• Stored items:
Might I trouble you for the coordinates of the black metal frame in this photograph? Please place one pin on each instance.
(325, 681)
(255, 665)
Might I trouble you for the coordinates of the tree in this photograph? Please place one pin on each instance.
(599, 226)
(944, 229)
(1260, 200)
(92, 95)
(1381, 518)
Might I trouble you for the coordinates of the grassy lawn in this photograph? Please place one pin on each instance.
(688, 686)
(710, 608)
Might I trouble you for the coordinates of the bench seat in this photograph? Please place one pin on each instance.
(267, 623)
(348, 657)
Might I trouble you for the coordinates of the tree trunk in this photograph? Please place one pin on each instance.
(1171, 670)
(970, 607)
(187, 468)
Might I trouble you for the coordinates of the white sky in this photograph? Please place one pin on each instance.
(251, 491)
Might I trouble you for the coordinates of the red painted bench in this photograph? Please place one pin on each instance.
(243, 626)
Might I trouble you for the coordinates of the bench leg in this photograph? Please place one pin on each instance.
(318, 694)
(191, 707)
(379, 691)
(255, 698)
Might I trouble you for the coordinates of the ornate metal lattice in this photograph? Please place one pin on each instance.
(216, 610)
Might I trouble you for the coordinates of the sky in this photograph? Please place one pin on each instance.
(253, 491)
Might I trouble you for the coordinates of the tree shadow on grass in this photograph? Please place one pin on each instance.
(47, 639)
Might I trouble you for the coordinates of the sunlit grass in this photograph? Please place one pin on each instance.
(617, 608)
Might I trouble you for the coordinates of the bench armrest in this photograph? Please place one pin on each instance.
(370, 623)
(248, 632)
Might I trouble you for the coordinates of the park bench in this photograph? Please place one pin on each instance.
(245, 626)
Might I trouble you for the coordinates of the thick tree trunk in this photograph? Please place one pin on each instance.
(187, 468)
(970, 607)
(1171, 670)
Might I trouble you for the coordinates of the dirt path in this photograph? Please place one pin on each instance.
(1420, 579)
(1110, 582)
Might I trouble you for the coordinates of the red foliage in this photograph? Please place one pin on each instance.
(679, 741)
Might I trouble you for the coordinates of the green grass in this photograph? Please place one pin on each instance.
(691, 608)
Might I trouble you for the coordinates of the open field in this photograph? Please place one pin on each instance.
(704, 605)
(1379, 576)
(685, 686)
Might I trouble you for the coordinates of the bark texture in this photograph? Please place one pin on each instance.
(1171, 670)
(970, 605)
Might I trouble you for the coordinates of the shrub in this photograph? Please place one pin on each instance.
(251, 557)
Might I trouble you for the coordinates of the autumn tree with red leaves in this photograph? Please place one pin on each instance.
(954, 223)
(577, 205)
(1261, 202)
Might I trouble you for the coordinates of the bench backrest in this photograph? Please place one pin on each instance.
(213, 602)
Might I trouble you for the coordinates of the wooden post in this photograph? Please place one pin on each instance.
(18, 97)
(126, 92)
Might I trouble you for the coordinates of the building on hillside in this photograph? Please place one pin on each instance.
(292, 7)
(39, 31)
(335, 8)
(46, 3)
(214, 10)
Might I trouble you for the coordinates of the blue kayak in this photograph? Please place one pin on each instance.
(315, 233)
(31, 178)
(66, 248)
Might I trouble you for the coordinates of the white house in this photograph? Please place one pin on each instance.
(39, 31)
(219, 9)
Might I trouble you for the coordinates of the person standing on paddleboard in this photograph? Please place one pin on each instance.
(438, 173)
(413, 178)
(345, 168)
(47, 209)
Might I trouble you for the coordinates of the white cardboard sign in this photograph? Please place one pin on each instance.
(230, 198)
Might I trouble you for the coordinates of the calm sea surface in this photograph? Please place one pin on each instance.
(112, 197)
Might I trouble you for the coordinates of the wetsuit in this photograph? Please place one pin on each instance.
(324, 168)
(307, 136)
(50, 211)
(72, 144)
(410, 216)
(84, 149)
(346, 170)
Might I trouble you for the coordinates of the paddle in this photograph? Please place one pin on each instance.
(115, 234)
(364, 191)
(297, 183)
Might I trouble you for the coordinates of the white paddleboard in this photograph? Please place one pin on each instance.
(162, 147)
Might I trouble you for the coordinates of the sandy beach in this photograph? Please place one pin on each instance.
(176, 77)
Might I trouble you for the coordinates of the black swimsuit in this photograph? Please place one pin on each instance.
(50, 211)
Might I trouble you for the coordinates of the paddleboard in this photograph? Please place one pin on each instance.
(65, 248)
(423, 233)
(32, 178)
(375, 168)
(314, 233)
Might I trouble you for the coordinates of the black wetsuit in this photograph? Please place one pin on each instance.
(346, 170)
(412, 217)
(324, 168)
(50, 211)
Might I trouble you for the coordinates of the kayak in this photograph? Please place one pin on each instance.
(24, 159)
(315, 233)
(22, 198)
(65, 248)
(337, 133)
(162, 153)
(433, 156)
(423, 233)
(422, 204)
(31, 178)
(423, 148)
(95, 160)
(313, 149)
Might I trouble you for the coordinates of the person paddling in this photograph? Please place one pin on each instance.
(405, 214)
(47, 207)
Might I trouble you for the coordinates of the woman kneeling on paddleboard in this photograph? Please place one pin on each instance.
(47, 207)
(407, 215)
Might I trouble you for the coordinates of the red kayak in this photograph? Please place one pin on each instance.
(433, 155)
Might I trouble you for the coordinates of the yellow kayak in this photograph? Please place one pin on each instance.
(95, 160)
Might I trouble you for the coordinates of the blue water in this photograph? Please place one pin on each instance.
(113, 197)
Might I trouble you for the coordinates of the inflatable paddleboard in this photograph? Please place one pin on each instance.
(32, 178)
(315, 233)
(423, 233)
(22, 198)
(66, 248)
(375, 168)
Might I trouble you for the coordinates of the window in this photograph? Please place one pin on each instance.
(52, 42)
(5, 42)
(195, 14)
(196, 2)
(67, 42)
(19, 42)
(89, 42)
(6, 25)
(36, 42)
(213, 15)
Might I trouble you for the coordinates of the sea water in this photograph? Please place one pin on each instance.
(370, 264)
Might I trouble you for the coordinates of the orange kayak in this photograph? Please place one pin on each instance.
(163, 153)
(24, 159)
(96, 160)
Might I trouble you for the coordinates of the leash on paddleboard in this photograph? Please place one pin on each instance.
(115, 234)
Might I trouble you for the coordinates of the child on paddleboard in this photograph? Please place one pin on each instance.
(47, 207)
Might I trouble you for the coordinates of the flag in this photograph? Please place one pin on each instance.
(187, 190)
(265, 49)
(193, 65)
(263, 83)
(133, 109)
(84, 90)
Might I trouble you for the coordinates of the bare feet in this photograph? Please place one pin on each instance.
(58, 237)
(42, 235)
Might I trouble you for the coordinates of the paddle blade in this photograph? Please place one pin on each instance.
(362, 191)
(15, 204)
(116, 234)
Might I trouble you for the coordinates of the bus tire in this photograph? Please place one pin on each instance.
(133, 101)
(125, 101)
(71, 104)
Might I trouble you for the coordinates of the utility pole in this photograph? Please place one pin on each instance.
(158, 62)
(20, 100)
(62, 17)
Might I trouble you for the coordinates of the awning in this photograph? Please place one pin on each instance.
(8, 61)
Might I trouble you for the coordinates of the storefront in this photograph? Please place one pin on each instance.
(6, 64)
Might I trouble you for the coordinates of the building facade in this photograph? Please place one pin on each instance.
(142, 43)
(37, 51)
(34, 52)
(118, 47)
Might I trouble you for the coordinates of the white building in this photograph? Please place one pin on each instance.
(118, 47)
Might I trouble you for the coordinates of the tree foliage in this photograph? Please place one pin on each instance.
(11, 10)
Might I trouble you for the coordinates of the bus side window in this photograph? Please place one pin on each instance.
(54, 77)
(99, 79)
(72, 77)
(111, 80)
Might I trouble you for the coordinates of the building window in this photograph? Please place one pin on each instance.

• ASSIGNMENT: Repeat the records, every one of them, without any deviation.

• SOLUTION TO THIS PROBLEM:
Might I trouble you for the coordinates of the black metal frame in this photograph? Please place one pin on each instance.
(325, 681)
(255, 665)
Might I trouble you for the coordinates of the tree in this photograph? Please place one pin on each instance.
(599, 226)
(944, 229)
(1260, 200)
(92, 95)
(1381, 518)
Might I trouble you for the coordinates of the grassy lawn in this photograph? Please place one pin on each instance.
(688, 686)
(710, 608)
Might I trouble you for the coordinates of the bench seat in this photograph? Please place one pin on each instance.
(267, 623)
(348, 657)
Might I trouble you for the coordinates of the tree trunk in this photograph? Please place one pin on each instance.
(1171, 670)
(970, 607)
(187, 468)
Might I trouble you for the coordinates of the white sky in this photograph? Please place one pin on each instance.
(251, 491)
Might I trouble you for the coordinates of the red painted bench in this photograph? Please place one pin on each instance.
(243, 626)
Might I trouble you for the coordinates of the bench leg in this photograph? Please place one pin on each instance.
(318, 694)
(191, 707)
(379, 691)
(255, 698)
Might I trouble you for the coordinates of the ornate metal lattice in this photograph? Please place one pin on each instance.
(216, 610)
Might I trouble you for the coordinates of the sky in this photograph? Please place one pin on each instance.
(253, 491)
Might I trouble you for the coordinates of the tree shadow on grass in this photograph? Please place one pin on each instance.
(47, 639)
Might I trouble you for the coordinates of the sunlit grass in this photograph? Please place one pin on each instance.
(617, 608)
Might I trouble you for the coordinates of the bench armrest in this photograph? Please place one pin on each instance.
(370, 623)
(248, 632)
Might I trouble you for the coordinates of the park bench in this photograph? Please place one pin on each instance.
(245, 626)
Might I trouble you for the coordinates of the thick tree trunk in this photograph? Please place one pin on each instance.
(187, 468)
(970, 607)
(1171, 670)
Might I trouble you for the coordinates of the dirt path in this photograph? Please place one pin on each instance.
(1420, 579)
(1110, 582)
Might I trouble you for the coordinates of the red foliage in this photograph? Please place one pin on each instance.
(679, 741)
Might I trouble you for the coordinates of the green grass in this photograph? Please place one pin on each instance.
(691, 608)
Might I trouble you for the coordinates of the open field in this photograph? Please place one pin on each instance.
(704, 605)
(1379, 576)
(685, 686)
Might I trouble you for the coordinates of the bark texture in this photograph? Please place one pin on each instance.
(1171, 670)
(970, 605)
Might I trouble you for the coordinates of the shrub in this photograph? Please place one pin on each instance.
(251, 557)
Might I trouble you for the coordinates of the autumn tree with red leaves in this photograph? Please place one pin on each instance.
(954, 223)
(577, 205)
(1261, 202)
Might I trouble you for the coordinates of the bench backrest in this photograph? Please place one pin on each instance.
(213, 602)
Might I trouble you for the coordinates of the wooden post in this photograph? Please place one pin on each instance.
(18, 97)
(126, 92)
Might I trouble you for the coordinates of the building on hillside in this photograph? Please place one pin on each instance.
(292, 7)
(39, 31)
(335, 8)
(46, 3)
(214, 10)
Might I trouble you for the coordinates of the blue kayak in this photograph? Please place one pin on each instance.
(315, 233)
(31, 178)
(66, 248)
Might I trouble you for the coordinates of the white house in this photograph? Please place one pin on each instance.
(39, 31)
(219, 9)
Might I trouble you for the coordinates of the person standing on paddleboard in this photograph? Please place one pin on each instance.
(438, 173)
(413, 178)
(345, 168)
(47, 209)
Might I trouble you for the coordinates of the white cardboard sign in this photograph? Please place one pin on each instance.
(230, 198)
Might I trouble you for the coordinates of the calm sea surface in this photograph? Please place one pin on each instance.
(112, 197)
Might I trouble you for the coordinates of the wetsuit in this photograph? Please place one pin on each instance.
(324, 168)
(307, 136)
(50, 211)
(72, 144)
(410, 216)
(84, 149)
(346, 170)
Might I trouble you for the coordinates of the paddle in this photograph? Please place one pin on each instance.
(115, 234)
(364, 191)
(297, 183)
Might I trouble you for the coordinates of the white paddleboard in this photograph? Please place one pin on each instance.
(162, 147)
Might I trouble you for the coordinates of the sandy beach in this photograph? Please place one pin on each instance.
(176, 77)
Might I trouble you for the coordinates of the black swimsuit in this photograph? Please place one pin on each instance.
(50, 211)
Might I trouble you for the coordinates of the paddleboard in this photograph? Please place one pin on each instance.
(65, 248)
(423, 233)
(32, 178)
(375, 168)
(314, 233)
Might I trouble you for the coordinates of the black wetsuit in this photograph? Please place one pin on each instance.
(346, 170)
(412, 217)
(324, 168)
(50, 211)
Might I trouble you for the coordinates of the kayak in this photograph? Please place one pin on each instance.
(24, 159)
(315, 233)
(22, 198)
(65, 248)
(337, 133)
(162, 153)
(433, 156)
(423, 233)
(422, 204)
(31, 178)
(423, 148)
(95, 160)
(313, 149)
Might I trouble you for the coordinates of the person paddling in this photograph? Please place one pin on each instance.
(405, 214)
(47, 207)
Might I trouble you for the coordinates of the woman kneeling on paddleboard in this photograph? Please place one pin on each instance.
(47, 207)
(407, 215)
Might I trouble you for the coordinates of the red kayak in this photograph? Please place one pin on each instance.
(433, 155)
Might I trouble you for the coordinates of the yellow kayak in this photograph? Please place one pin on each instance.
(95, 160)
Might I trouble you for the coordinates of the blue water in this photograph? Please place one pin on each instance.
(113, 197)
Might I trouble you for the coordinates of the inflatable paddleboard in this photograph? Please place one pin on each instance.
(32, 178)
(315, 233)
(423, 233)
(22, 198)
(66, 248)
(375, 168)
Might I trouble you for the coordinates of the window in this photograph? Please place one pin on each instance.
(52, 42)
(5, 42)
(195, 14)
(196, 2)
(67, 42)
(19, 42)
(89, 42)
(6, 25)
(36, 42)
(213, 15)
Might I trouble you for the coordinates of the sea water in this photograph? Please place one pin on each instance.
(370, 264)
Might I trouble you for the coordinates of the orange kayak in this photograph? Please place one pin on each instance.
(163, 153)
(24, 159)
(96, 160)
Might I trouble you for the coordinates of the leash on paddleboard in this photograph? Please place one pin on each instance.
(115, 234)
Might I trouble you for the coordinates of the child on paddleboard in this photograph? Please place one pin on each instance.
(47, 207)
Might I trouble you for the coordinates of the flag in this photograph? Please place one pin on each instance.
(187, 190)
(265, 49)
(193, 65)
(263, 83)
(133, 109)
(84, 90)
Might I trouble you for the coordinates of the bare feet in this photograph? Please place one pin on each instance.
(58, 237)
(42, 235)
Might I trouble you for the coordinates of the paddle blade in this photograph? Please place one pin on each instance.
(362, 191)
(15, 204)
(116, 234)
Might I trouble you for the coordinates of the bus tire in this photograph? Please place one pin on each instance.
(133, 101)
(125, 101)
(71, 104)
Might I trouble you for the coordinates of the utility pole in this photograph? Please place one pin on each instance.
(158, 62)
(20, 100)
(62, 17)
Might I trouble you for the coordinates of the awning in this photograph? Please place one pin on each instance.
(8, 61)
Might I trouble you for the coordinates of the storefront in this photograph? Please place one pin on each instance.
(6, 64)
Might I trouble you for the coordinates of the building facade in this photograph? Please place one pin on each instance.
(142, 43)
(37, 51)
(34, 52)
(118, 47)
Might I trouble you for the coordinates of the white building in this photograph? Please place one pin on each instance.
(118, 47)
Might I trouble you for the coordinates of the tree foliage in this photograph? Please place one pin on each instance.
(11, 10)
Might I trouble you for the coordinates of the bus side window in this photograph? Please place one pin on each instance.
(54, 77)
(99, 79)
(72, 77)
(111, 80)
Might I trouble you for the coordinates of the building window in this photograph? Please place one pin on each instance.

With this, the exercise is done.